## Records for this exercise
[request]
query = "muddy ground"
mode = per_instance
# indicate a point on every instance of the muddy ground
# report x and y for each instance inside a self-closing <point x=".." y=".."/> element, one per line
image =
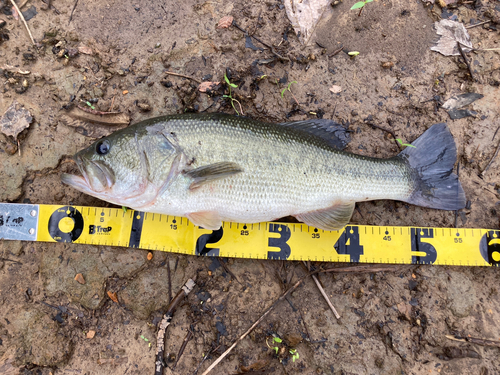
<point x="392" y="322"/>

## Instructions to follow
Copy every line of the data word for word, omitting the images.

## Complete output
[request]
query = "muddy ground"
mode = per_instance
# indicate a point on every instance of the muddy ground
# report x and y for each instance inside a self-closing <point x=".." y=".."/> element, one per line
image =
<point x="392" y="322"/>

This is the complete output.